- Obiettivo
Individua nei record tutte le righe in cui compare la parola "give" e ricopiale.

Record
########
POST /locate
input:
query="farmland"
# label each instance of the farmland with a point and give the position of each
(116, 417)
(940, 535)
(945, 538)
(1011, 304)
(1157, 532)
########
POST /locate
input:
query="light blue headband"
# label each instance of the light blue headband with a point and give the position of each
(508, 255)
########
- Risultato corretto
# label each instance of the farmland with a point and give the position of each
# label each instance of the light blue headband with a point and give the position of each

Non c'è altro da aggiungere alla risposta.